Free public lectures at the University
Press release issued: 6 October 2004
Obesity, eradicating poverty in the 21st century, the future of commercial aerospace and the progress on Crohn's disease are just some of the themes of a series of free public lectures starting this week by Bristol University academics and leading people in their field.
Obesity, eradicating poverty in the 21st century, the future of commercial aerospace and the progress on Crohn’s disease are just some of the themes of a series of free public lectures starting this week by Bristol University academics and leading people in their field.
At the first talk, October 7, Brain and fat, blood and guts: breaking the grip of obesity, Professor Gareth Williams, Dean of the Faculty of Medicine and Dentistry, will reveal how obesity has become a major threat to health around the world, especially among children.
Poverty is currently the world’s largest source of harm. David Gordon, Professor in Social Justice, will explain all on October 18, Eradicating poverty in the 21st century: when will social justice be done? He will also explain why poverty continues to persist and grow when governments and the United Nations have repeatedly committed themselves to first alleviating and then eradicating poverty for the past 50 years.

───

- _QUESTIONS TO ANSWER_:
1. According to the lecture press release, who will speak on October 18, and what is his title?
2. Say whether each statement agrees with the lecture press release. Answer yes or no for each and quote the deciding words.
(a) The first talk is scheduled for October 7.
(b) Professor Williams will present obesity as a threat chiefly to older adults.
(c) Attendance at the lectures requires payment.
3. Extend the lecture press release by continuing from its final sentence.

───

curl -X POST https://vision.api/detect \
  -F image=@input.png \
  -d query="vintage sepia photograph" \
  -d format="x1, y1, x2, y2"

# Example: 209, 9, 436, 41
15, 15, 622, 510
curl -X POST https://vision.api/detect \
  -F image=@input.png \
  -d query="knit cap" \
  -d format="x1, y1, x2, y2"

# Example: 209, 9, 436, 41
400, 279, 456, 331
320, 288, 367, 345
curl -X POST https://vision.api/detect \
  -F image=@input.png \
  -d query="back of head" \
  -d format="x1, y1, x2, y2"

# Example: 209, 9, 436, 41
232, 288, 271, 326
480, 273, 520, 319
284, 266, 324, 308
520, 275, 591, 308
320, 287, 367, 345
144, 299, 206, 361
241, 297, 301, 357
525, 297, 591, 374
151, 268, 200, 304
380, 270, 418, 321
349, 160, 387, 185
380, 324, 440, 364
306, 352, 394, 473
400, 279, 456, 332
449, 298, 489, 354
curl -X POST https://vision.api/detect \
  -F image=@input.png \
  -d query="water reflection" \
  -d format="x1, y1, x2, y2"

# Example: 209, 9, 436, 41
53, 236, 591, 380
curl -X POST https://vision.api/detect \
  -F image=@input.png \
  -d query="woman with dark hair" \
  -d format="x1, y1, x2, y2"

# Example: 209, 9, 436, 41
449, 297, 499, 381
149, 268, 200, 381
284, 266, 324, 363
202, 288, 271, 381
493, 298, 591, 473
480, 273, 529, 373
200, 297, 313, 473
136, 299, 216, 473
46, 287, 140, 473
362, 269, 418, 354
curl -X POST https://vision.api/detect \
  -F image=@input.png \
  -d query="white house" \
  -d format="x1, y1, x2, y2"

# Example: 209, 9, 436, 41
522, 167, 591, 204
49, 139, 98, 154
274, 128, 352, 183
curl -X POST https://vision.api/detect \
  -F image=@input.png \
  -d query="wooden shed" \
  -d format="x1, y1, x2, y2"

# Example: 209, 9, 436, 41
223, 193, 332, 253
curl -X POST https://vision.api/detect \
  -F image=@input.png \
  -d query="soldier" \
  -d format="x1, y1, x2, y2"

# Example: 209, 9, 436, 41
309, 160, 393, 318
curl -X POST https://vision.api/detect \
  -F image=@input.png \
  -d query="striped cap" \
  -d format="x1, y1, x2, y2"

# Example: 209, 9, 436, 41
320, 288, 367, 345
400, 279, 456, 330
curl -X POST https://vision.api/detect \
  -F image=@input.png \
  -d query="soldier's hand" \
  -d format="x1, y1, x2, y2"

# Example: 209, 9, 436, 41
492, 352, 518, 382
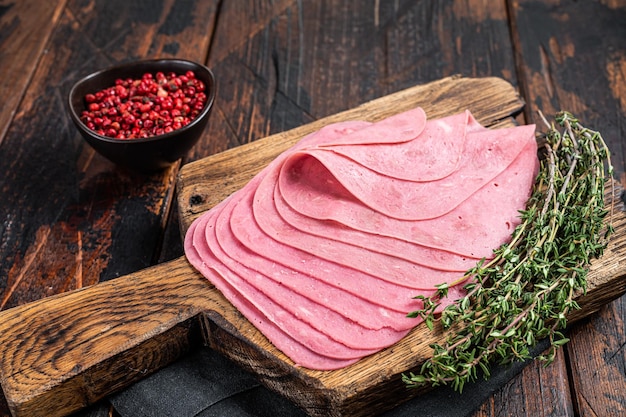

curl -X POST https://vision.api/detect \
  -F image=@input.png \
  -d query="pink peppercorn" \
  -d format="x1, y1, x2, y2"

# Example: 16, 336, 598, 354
80, 71, 207, 139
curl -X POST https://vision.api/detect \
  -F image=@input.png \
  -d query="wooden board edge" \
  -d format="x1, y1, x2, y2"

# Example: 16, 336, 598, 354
177, 75, 524, 231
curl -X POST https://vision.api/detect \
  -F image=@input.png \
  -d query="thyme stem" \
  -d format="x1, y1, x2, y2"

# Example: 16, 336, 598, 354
403, 112, 614, 391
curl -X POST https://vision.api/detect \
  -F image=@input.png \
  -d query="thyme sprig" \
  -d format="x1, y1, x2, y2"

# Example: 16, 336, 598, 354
403, 112, 614, 391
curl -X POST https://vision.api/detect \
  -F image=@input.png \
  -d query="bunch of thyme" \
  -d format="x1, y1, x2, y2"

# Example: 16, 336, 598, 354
403, 112, 613, 392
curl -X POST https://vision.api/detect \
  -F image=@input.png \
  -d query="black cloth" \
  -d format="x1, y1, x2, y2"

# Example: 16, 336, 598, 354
109, 341, 548, 417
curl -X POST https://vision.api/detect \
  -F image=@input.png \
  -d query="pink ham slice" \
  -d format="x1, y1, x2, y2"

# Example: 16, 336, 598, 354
278, 125, 535, 221
253, 164, 463, 289
212, 193, 411, 348
274, 136, 538, 260
185, 109, 537, 370
322, 111, 486, 181
185, 218, 358, 370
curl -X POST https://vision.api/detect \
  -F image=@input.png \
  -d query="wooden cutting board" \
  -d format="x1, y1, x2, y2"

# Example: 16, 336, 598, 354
0, 77, 626, 417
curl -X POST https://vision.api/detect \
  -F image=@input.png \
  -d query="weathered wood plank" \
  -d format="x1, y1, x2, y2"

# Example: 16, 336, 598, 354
174, 79, 626, 415
189, 0, 516, 164
0, 0, 217, 414
0, 0, 67, 144
505, 0, 626, 416
0, 1, 215, 309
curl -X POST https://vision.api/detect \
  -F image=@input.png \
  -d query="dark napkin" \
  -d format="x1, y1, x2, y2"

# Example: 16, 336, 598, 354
109, 341, 548, 417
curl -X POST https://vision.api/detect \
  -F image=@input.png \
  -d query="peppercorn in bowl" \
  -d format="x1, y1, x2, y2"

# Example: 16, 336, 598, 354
68, 59, 215, 172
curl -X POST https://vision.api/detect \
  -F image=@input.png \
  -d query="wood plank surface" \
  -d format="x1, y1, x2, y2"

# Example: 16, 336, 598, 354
0, 0, 67, 144
0, 77, 626, 417
0, 1, 215, 309
0, 0, 217, 415
0, 0, 626, 417
174, 75, 625, 415
475, 0, 626, 417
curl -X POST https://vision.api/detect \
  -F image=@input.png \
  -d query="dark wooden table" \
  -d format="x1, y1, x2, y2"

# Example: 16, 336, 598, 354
0, 0, 626, 417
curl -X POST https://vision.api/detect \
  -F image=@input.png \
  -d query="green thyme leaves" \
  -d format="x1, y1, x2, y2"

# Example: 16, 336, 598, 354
403, 112, 613, 391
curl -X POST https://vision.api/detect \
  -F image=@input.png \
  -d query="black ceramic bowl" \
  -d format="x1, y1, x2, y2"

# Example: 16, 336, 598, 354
68, 59, 215, 172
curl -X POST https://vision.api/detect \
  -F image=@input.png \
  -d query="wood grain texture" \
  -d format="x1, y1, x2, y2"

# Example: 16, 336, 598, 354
188, 0, 516, 161
178, 76, 523, 224
0, 78, 626, 417
0, 0, 215, 309
508, 0, 626, 416
0, 0, 67, 144
179, 78, 626, 415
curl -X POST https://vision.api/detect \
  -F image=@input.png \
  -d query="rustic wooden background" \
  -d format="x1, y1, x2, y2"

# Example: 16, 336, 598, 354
0, 0, 626, 417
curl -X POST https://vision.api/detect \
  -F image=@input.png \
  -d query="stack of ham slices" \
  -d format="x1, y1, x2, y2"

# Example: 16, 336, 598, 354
185, 108, 538, 370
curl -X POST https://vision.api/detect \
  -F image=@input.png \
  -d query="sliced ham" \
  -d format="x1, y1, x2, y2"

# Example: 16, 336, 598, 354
314, 111, 485, 181
185, 109, 538, 370
278, 126, 535, 222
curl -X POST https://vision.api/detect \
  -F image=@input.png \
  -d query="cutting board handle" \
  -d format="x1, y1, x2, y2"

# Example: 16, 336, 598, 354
0, 257, 212, 417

───

- _ANSWERS TO THE PROBLEMS_:
1. David Gordon, Professor in Social Justice.

2.
(a) Yes: "At the first talk, October 7"
(b) No: "especially among children"
(c) No: "a series of free public lectures"

3.
On October 21, as part of the Bristol Festival of Nature, Professor Wendy Gibson will talk about how single-celled organisms in Size isn’t everything: how protozoa have shaped our world. She will tell how, despite their microscopic size, they’ve achieved some amazing things. Some good, like building the White Cliffs of Dover and some bad, like killing a million children every year through malaria.
Professor Greg Heath on October 27 will explain all about CERN’s newest accelerator in New physics at the world’s highest energy accelerator: what to look for, and how to look for it and its enormous potential for advancing our understanding of matter.
Dr Maarten Raven at the National Museum of Antiquities, Leiden, will give the Amelia Edwards Memorial Lecture, The tomb of Meryneith at Saqqara and its surroundings on October 28.
Behind the eyes – before the mind, is the title of the Long Fox Lecture on November 10 by Emeritus Professor of Neuropsychology, Richard Gregory, FRS.
The Brunel Lecture, The future of commercial aerospace – the A380 and beyond, will be given by the managing director of Airbus UK and Head of the A380 wing development programme, Iain Gray on November 11. The Airbus A380 will be the world’s largest commercial aircraft when it enters into service in 2006 – a full-length double deck aircraft seating 550 passengers. Iain Gray will discuss the new technologies and how they are being implemented.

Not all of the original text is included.